You might think that eyeliner was always part of a classic beauty routine, but until the 1920s, the average American woman had never even heard of it.
It's true—every girl's must-have eye makeup product burst onto our country's beauty scene less than 100 years ago. In part, this had to do with women abandoning fashions of the Victorian era and embracing new influences from stage actors, dancers, film stars and photography.
But eyeliner's popularity didn't really skyrocket until the year 1922 when archaeologists discovered King Tutankhamun's tomb in Egypt. This event introduced the western world to Egyptian eyeliner styles, which quickly caught on in the United States.
Over the past 100 years, American eyeliner styles have evolved in a fascinating way, and we've gathered photographic proof. Keep scrolling to see vintage photographs of eyeliner styles through the decades!
The 1920s were a time of experimentation for women, and they applied their eyeliner with a sense of drama. Heavy, black eyeliner styles were huge at the time, and brands like Maybelline, Revlon and Max Factor generated more than $1 billion a year on kohl shadows. Women also made their own DIY versions of the product with petroleum jelly and soot. Re-create this vintage style with Make Up For Ever Kohl Pencil in Black 1K (£14).
────────────────────────────────────────
* WHAT IS BEING ASKED *
Please list the new influences that, according to the passage on eyeliner, American women embraced as they abandoned Victorian-era fashions.

Annotated coordinate records
────────────────────────────────────────
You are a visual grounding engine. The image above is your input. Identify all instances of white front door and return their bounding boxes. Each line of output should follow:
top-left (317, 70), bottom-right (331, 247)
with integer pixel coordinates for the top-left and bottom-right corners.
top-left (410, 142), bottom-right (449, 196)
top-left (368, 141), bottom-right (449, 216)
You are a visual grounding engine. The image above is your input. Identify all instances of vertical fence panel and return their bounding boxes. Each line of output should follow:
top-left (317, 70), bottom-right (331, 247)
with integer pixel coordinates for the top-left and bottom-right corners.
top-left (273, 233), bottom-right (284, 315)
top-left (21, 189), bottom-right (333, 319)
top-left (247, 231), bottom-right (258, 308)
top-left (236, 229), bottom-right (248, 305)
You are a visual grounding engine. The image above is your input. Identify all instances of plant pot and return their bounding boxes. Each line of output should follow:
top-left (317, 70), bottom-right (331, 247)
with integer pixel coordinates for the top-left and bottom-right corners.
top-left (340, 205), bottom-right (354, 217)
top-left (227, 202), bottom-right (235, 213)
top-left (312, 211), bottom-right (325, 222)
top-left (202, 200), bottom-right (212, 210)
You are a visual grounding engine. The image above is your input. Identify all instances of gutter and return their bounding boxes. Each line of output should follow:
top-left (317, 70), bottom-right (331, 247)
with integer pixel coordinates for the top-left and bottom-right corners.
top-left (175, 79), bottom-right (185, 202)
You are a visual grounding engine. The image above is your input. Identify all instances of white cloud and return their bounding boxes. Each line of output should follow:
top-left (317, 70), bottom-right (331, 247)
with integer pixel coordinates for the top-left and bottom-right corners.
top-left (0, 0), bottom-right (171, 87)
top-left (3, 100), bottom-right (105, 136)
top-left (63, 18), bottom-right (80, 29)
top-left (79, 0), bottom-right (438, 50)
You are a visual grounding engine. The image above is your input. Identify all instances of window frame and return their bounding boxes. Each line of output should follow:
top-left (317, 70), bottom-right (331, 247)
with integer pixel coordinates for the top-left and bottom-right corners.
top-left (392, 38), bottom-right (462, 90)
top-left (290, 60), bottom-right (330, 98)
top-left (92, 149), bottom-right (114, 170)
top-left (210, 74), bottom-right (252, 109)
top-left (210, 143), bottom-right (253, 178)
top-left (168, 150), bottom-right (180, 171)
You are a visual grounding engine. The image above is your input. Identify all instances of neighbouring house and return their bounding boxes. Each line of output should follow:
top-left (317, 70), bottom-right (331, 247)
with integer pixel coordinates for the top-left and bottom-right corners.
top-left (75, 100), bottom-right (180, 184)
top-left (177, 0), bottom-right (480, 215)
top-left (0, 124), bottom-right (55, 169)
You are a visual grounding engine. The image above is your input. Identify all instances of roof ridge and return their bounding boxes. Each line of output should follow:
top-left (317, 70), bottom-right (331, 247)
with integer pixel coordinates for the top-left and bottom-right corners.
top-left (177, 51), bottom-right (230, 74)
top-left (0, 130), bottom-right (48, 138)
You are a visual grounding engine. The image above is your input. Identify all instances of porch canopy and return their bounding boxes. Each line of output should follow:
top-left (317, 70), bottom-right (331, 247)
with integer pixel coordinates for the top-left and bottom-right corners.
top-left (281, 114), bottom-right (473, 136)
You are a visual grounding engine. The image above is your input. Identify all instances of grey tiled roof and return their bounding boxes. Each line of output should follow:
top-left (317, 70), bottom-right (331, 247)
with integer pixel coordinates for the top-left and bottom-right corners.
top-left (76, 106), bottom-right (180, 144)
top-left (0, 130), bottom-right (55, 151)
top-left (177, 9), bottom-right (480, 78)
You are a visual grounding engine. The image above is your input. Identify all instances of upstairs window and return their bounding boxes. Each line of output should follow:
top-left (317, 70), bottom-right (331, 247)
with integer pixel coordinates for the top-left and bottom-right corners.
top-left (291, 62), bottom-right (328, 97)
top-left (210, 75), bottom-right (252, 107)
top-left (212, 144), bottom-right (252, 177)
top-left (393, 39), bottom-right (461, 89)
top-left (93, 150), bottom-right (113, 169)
────────────────────────────────────────
* WRITTEN SOLUTION *
Stage actors, dancers, film stars, and photography.